The BMA has confirmed that there will be an immediate investigation, run independently of the BMA, into the allegations of sexism and sexual harassment made by several female BMA GPs committee members.
Its scope and structure will be developed in collaboration with those who have raised concerns.
The investigation is being led by Daphne Romney QC (who can be emailed at [email protected]) at Cloisters Chambers in the Temple.
In a letter to all association members and staff, Ms Romney made clear that she would conduct her investigations into the allegations of sexism and sexual harassment with complete impartiality.
She added that she intends to begin her inquiries by speaking to those members who have already raised complaints, adding that all communications and discussion with her during the investigation would be treated in the strictest confidentiality.
She said: ‘I am absolutely committed to a fair, thorough, and independent investigation. I would not have agreed to conduct this investigation had I been asked, or expected, to deliver any pre-ordained outcome, and you can be confident that I will reach my own conclusions and recommend any appropriate step to be taken.’
Anyone wishing to contact the investigation can email Ms Romney in confidence directly at Cloisters Chambers at [email protected]
The independent review is taking place following complaints made by a number of female association members about sexist and inappropriate comments and behaviour they received from some male colleagues.
BMA council chair Chaand Nagpaul said he was ‘appalled’ by the treatment described by colleagues.
He said: ‘I’m sorry and I offer my heartfelt apologies on behalf of the whole association. Abusive behaviour has no place in the BMA and I recognise the courage that it takes to come forward with such allegations and so I thank them for that.
‘In order to be truly representative, we cannot afford to lose valued members as a result of inappropriate behaviour going unchallenged, and ultimately, it will be the profession that loses out if we do.
‘Let me be clear – sexist, disrespectful, discriminatory and abusive behaviour will not be tolerated in this association and must be stamped out.’
Dr Nagpaul confirmed that the investigation would be ‘truly independent’ and that any recommendations would be implemented in a ‘timely’ manner.
He said members who have raised concerns through the media would have the opportunity to discuss their concerns with independent support.
The north London GP also committed to reviewing internal processes for BMA members to raise concerns.
He said: ‘These processes must be there to ensure that members feel supported and for those who fail to meet the high standards set by the BMA, they must be dealt with accordingly.
‘The BMA strives to be a compassionate, respectful and inclusive organisation and if better and more thorough training and education is needed on what is and what is not acceptable behaviour in 2019, that will also be provided.’
Dr Nagpaul added: ‘As chair of council I have been clear that the BMA must become a modern, progressive organisation, reflecting the best of society in the 21st century; all members should have equal opportunity to contribute and progress and must be respected without being subject to any degrading experience based on their gender, race, sexuality, age or any other characteristic.’
BMA GPs committee chair Richard Vautrey said he would ‘redouble’ efforts to eradicate any outdated culture within the BMA.
He added: ‘I am seriously concerned and saddened to hear my colleagues describe this unacceptable behaviour within GPC and other national GP meetings, and as chair I want to apologise to those who have been hurt by this.

**Data records**

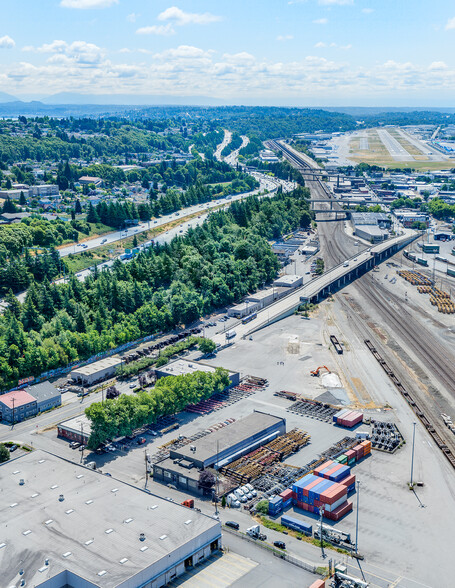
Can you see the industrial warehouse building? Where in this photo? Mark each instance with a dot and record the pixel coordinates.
(181, 367)
(217, 449)
(95, 372)
(66, 525)
(17, 406)
(46, 394)
(76, 429)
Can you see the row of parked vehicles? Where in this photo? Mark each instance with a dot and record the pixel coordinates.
(243, 494)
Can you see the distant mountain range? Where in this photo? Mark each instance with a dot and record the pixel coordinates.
(78, 104)
(4, 97)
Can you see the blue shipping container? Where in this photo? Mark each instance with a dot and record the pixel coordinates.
(339, 414)
(296, 525)
(276, 500)
(341, 474)
(315, 492)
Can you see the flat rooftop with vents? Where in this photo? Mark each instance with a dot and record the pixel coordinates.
(65, 525)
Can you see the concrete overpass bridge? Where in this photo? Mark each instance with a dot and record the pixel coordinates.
(330, 282)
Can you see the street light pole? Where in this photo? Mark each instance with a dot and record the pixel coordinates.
(357, 517)
(412, 456)
(321, 511)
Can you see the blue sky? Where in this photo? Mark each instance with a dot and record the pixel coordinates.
(297, 52)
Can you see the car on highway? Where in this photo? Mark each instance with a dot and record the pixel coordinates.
(232, 524)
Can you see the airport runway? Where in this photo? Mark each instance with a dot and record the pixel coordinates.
(396, 151)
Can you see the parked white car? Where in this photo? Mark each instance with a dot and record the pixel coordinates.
(251, 489)
(247, 492)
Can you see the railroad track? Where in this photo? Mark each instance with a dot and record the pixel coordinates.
(438, 361)
(426, 421)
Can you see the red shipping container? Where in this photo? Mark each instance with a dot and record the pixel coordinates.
(317, 471)
(348, 481)
(332, 471)
(334, 495)
(310, 486)
(341, 511)
(286, 494)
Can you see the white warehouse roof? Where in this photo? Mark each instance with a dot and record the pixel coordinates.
(94, 532)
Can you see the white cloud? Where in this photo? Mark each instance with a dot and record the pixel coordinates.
(183, 18)
(438, 66)
(161, 30)
(183, 52)
(87, 4)
(338, 2)
(6, 42)
(77, 52)
(187, 69)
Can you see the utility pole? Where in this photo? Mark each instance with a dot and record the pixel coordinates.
(82, 441)
(357, 517)
(146, 472)
(13, 400)
(412, 455)
(216, 486)
(321, 512)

**Work to complete**
1) Decide whether each statement below agrees with the article on the BMA investigation. Answer yes or no for each, and quote the deciding words of the article.
(a) The investigation is being led by Daphne Romney QC.
(b) Ms Romney intends to begin her inquiries by speaking to the BMA council chair.
(c) Richard Vautrey is the chair of the BMA council.
2) Rewrite the paragraph of the article on the BMA investigation that begins "She said: ‘I am absolutely committed" as a short bulleted list in reported speech, keeping its main facts.
3) In the article on the BMA investigation, Dr Nagpaul makes a statement that begins "Let me be clear". List every kind of behavior that he says in that statement will not be tolerated in the association.

**List of answers**
1)
(a) Yes: "The investigation is being led by Daphne Romney QC"
(b) No: "she intends to begin her inquiries by speaking to those members who have already raised complaints"
(c) No: "BMA council chair Chaand Nagpaul" and "BMA GPs committee chair Richard Vautrey"

2)
- Ms Romney is fully committed to a fair, thorough and independent investigation.
- She would not have agreed to conduct it if she had been asked or expected to deliver a pre-ordained outcome.
- She will reach her own conclusions and recommend any appropriate steps.

3)
- Sexist
- Disrespectful
- Discriminatory
- Abusive